Position annotation records:
★ ★ ★ ★ ★

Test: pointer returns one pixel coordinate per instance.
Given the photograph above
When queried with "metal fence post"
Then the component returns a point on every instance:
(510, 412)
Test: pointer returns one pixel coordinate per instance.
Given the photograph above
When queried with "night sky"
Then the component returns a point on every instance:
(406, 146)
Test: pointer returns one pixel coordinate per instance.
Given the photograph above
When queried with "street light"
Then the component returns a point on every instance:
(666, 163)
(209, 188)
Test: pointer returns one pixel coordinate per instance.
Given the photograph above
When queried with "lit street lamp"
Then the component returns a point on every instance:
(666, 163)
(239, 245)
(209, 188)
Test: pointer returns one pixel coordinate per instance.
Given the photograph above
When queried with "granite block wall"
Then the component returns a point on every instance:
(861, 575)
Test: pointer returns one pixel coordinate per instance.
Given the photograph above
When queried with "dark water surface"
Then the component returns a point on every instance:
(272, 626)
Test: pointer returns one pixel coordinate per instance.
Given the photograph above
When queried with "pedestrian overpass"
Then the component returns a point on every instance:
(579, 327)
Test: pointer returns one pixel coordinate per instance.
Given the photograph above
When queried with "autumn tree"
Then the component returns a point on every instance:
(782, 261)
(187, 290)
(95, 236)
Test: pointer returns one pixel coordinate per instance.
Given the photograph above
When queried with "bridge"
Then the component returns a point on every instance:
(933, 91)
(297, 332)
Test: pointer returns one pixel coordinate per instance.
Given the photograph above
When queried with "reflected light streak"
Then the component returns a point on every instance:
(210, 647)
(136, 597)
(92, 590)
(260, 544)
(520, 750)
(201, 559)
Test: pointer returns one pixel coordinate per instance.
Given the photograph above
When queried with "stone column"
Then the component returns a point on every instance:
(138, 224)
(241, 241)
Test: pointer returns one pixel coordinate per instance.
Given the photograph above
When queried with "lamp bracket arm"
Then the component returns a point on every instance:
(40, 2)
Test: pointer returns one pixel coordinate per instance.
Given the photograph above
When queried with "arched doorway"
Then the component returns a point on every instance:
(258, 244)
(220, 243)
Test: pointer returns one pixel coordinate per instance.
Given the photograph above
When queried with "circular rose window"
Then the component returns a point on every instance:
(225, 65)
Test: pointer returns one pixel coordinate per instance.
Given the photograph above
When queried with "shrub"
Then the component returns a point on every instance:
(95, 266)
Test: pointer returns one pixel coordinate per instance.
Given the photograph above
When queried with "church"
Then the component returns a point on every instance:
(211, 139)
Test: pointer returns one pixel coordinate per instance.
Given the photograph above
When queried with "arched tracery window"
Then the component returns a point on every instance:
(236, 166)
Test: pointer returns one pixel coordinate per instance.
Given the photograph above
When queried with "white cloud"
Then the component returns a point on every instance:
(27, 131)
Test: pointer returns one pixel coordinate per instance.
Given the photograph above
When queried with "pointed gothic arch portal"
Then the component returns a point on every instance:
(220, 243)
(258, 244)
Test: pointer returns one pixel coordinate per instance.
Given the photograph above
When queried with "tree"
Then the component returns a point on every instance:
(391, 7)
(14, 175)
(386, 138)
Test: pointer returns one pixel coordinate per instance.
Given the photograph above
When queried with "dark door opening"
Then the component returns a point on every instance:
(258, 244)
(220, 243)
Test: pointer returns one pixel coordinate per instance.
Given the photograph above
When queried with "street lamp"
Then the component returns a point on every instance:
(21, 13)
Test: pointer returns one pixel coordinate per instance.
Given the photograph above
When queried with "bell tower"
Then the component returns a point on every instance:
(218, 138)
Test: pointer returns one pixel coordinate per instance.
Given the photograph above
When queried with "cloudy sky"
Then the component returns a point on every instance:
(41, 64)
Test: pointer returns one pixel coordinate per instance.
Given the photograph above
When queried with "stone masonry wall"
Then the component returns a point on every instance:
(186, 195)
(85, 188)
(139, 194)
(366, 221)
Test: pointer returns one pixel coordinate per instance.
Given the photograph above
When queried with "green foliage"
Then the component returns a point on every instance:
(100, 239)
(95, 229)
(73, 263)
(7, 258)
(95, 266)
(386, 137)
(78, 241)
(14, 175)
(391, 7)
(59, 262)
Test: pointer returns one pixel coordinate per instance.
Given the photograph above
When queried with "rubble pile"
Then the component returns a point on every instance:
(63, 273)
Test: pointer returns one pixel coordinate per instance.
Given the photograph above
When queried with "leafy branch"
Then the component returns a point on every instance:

★ ★ ★ ★ ★

WHAT TO WORK ON. Pull out every line in the records above that contains the string "wall", and copy each one in full. Case counts, so match capital and small letters exactly.

FINISHED ANSWER.
When queried with "granite block wall"
When queried with "stone masonry wall"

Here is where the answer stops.